TU OBJETIVO: Convierte en una tabla Markdown solo las líneas de los ítems que empiezan en la que contiene "# test: mark one point on the child" y siguen hasta el final de los ítems, ambos extremos incluidos. Usa la columna Número para el número de fila y la columna Línea para el texto de cada línea, y omite las líneas en blanco.

DATOS PARA PROCESAR:
§

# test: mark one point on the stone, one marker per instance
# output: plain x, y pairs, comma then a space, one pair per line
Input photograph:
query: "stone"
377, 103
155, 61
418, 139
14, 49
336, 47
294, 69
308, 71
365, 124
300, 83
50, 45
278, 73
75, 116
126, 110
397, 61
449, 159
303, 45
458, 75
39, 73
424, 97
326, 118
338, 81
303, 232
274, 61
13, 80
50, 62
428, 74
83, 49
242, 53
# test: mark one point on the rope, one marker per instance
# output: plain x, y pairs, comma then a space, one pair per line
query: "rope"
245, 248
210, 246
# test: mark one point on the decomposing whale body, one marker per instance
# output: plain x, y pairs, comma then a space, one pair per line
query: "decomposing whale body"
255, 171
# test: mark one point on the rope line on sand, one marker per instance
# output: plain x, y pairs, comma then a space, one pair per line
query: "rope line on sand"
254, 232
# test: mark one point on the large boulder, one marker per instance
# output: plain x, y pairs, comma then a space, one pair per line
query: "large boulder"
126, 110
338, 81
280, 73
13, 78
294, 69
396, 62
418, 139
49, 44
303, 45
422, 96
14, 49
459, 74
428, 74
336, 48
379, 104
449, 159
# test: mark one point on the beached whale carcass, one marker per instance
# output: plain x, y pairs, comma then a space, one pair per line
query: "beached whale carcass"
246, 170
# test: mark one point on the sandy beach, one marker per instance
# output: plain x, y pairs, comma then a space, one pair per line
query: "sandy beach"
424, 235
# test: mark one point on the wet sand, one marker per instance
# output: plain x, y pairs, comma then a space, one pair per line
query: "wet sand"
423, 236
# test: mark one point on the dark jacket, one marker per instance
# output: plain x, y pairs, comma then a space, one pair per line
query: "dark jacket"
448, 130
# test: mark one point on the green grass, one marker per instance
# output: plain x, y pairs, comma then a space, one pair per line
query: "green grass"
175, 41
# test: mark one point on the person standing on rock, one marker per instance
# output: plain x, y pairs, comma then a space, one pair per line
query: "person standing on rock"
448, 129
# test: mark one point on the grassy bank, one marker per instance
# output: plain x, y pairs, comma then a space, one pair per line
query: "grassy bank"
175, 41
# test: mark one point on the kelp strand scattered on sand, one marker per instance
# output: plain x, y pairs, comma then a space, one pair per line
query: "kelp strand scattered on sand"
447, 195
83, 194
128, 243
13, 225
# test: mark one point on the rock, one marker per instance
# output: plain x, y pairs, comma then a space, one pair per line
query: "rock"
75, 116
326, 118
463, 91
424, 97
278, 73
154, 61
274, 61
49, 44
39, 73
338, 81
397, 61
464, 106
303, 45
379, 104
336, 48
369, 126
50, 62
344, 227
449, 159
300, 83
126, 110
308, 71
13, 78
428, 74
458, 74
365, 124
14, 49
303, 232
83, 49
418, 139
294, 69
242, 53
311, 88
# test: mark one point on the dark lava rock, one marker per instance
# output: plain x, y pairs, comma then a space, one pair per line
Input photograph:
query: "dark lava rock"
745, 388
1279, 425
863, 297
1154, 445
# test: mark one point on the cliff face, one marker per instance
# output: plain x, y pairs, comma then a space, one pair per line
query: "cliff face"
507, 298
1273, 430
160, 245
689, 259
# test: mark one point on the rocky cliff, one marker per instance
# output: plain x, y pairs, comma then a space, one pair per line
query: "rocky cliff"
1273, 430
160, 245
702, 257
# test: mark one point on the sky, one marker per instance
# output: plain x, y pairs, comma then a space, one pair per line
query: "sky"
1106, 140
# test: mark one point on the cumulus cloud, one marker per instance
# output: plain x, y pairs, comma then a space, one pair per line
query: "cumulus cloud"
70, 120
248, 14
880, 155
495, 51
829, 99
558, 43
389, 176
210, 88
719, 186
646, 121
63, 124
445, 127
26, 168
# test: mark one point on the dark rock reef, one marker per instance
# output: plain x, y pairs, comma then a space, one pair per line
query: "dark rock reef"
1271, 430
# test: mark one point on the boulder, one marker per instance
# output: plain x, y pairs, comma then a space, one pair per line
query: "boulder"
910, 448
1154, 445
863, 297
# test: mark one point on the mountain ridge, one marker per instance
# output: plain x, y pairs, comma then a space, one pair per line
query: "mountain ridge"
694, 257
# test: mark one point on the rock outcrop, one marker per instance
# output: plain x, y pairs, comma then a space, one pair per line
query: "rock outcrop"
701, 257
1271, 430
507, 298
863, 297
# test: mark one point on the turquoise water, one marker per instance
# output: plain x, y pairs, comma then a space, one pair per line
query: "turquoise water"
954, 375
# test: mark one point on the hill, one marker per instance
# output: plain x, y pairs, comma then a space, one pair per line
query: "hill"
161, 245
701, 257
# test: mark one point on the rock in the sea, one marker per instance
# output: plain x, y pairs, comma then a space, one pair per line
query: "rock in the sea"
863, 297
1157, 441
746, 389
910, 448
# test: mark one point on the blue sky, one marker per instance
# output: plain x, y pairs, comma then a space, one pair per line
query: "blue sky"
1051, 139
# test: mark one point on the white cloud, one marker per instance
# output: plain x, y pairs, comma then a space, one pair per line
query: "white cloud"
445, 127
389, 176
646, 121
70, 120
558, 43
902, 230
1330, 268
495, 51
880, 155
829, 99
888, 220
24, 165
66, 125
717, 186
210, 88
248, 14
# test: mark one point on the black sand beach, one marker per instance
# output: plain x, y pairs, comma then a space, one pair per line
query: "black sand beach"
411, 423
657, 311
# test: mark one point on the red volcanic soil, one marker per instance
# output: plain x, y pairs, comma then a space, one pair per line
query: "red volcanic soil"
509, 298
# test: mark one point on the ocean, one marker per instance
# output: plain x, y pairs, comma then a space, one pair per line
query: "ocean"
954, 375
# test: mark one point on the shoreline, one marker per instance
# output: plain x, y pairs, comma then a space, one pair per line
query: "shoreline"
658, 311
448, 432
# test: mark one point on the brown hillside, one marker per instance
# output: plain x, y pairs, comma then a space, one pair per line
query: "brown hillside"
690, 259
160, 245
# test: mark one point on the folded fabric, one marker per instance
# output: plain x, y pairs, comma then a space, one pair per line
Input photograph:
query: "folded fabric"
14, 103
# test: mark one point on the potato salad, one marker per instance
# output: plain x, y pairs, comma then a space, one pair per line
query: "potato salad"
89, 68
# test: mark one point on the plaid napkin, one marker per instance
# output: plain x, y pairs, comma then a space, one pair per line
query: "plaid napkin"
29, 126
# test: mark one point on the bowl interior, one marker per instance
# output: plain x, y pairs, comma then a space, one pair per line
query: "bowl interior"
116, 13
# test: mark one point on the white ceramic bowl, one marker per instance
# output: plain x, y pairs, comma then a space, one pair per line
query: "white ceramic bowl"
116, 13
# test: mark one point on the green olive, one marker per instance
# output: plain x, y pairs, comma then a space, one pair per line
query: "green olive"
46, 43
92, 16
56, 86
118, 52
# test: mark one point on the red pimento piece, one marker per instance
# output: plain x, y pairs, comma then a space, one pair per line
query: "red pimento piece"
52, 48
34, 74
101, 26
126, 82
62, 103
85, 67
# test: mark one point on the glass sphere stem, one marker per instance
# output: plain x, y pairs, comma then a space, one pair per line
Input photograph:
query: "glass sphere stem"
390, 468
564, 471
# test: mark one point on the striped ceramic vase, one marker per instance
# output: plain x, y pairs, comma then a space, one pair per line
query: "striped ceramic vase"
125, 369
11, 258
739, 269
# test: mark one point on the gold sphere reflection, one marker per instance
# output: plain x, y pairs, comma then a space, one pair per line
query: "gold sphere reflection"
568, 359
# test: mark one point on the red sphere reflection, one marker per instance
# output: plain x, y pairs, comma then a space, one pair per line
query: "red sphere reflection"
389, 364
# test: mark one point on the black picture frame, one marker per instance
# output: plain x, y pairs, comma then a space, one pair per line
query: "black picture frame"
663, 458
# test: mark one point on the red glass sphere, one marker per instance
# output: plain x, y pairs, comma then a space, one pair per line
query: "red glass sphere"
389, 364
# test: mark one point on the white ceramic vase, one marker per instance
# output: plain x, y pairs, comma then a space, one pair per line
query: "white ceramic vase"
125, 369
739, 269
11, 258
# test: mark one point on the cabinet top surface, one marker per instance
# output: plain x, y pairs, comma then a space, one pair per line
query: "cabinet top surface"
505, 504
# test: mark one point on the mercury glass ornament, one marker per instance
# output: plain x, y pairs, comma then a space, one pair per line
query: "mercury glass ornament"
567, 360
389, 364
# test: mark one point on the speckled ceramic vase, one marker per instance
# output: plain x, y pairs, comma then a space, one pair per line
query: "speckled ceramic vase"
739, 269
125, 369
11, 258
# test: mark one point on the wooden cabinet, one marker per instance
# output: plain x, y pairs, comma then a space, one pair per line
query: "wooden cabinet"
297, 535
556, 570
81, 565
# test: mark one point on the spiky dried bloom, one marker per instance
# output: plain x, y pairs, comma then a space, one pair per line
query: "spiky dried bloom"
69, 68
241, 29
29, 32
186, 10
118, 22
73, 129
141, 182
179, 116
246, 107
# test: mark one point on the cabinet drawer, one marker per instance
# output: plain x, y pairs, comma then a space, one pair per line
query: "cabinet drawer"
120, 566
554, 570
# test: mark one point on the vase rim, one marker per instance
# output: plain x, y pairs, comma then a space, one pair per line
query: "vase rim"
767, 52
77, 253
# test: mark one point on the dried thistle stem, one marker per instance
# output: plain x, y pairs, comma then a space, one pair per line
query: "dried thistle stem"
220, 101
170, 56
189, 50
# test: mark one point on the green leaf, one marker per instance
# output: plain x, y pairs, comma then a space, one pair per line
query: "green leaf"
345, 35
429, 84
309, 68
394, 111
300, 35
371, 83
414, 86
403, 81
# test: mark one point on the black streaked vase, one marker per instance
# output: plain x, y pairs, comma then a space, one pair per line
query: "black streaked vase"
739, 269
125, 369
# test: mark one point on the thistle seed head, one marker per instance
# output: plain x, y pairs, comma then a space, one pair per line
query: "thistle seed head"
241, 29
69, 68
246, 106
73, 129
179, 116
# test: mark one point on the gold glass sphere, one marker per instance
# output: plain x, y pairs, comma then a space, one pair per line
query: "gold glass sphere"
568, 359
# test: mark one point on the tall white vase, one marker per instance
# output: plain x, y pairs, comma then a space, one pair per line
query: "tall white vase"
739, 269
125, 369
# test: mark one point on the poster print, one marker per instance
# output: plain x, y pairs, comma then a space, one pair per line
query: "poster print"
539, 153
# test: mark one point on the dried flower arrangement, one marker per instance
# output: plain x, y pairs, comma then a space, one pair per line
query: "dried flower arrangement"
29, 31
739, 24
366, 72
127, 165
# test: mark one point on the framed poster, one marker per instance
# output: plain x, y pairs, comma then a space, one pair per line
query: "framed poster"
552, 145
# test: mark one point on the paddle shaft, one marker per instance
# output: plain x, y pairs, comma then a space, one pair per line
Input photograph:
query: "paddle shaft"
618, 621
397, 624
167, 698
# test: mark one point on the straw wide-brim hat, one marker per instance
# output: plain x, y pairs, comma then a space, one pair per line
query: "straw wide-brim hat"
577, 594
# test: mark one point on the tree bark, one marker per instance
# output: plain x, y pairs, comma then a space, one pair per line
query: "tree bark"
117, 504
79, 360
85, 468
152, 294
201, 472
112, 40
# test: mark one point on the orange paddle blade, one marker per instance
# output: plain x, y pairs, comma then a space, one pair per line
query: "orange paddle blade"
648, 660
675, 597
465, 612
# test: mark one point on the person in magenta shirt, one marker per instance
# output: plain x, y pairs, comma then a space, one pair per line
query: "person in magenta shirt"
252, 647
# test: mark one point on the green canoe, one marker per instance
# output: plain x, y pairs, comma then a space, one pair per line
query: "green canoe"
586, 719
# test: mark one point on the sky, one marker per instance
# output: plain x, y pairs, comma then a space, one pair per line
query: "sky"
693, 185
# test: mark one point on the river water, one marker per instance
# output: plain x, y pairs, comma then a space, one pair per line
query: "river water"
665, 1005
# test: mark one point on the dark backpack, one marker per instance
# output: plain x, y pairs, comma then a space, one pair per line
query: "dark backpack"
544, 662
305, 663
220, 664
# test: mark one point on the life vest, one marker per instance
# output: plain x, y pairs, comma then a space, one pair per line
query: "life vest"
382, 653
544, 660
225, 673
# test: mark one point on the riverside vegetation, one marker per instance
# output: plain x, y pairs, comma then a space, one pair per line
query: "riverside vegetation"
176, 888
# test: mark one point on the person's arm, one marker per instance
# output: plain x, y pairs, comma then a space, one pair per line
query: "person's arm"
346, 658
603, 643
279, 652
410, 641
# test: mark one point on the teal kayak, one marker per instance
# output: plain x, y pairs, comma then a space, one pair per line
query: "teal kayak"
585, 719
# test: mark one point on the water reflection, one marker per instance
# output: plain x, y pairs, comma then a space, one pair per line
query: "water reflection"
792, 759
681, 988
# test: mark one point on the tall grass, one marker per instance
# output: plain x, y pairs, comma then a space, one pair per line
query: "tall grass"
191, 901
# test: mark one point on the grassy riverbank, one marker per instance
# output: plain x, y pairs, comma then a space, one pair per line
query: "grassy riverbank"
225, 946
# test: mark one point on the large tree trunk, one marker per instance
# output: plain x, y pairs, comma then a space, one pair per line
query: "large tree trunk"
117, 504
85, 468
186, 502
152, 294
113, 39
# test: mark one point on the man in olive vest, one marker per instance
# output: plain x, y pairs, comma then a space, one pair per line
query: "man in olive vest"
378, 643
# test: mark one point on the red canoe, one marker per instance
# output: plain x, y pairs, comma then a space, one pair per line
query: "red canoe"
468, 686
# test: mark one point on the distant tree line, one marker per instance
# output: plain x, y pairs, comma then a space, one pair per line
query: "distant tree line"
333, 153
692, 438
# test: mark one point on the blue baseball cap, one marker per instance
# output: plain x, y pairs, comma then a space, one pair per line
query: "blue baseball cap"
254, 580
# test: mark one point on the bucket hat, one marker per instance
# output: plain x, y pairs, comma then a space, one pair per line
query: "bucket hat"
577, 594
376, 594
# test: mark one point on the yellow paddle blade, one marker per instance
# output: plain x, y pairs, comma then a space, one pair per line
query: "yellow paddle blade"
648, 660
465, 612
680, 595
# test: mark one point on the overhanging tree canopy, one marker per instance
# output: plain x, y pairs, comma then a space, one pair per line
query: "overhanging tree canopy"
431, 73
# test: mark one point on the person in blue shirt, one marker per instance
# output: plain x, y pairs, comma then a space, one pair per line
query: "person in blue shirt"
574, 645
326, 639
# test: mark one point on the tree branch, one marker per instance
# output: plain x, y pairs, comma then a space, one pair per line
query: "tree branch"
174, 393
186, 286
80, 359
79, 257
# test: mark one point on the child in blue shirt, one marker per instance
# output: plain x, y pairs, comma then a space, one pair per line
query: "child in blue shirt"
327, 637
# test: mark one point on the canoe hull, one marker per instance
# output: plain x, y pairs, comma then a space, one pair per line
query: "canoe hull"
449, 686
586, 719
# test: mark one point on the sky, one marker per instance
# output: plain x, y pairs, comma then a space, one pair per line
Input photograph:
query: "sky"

§

SALIDA COMPLETA:
| Número | Línea |
|---|---|
| 1 | # test: mark one point on the child in blue shirt, one marker per instance |
| 2 | # output: plain x, y pairs, comma then a space, one pair per line |
| 3 | query: "child in blue shirt" |
| 4 | 327, 637 |
| 5 | # test: mark one point on the canoe hull, one marker per instance |
| 6 | # output: plain x, y pairs, comma then a space, one pair per line |
| 7 | query: "canoe hull" |
| 8 | 449, 686 |
| 9 | 586, 719 |
| 10 | # test: mark one point on the sky, one marker per instance |
| 11 | # output: plain x, y pairs, comma then a space, one pair per line |
| 12 | Input photograph: |
| 13 | query: "sky" |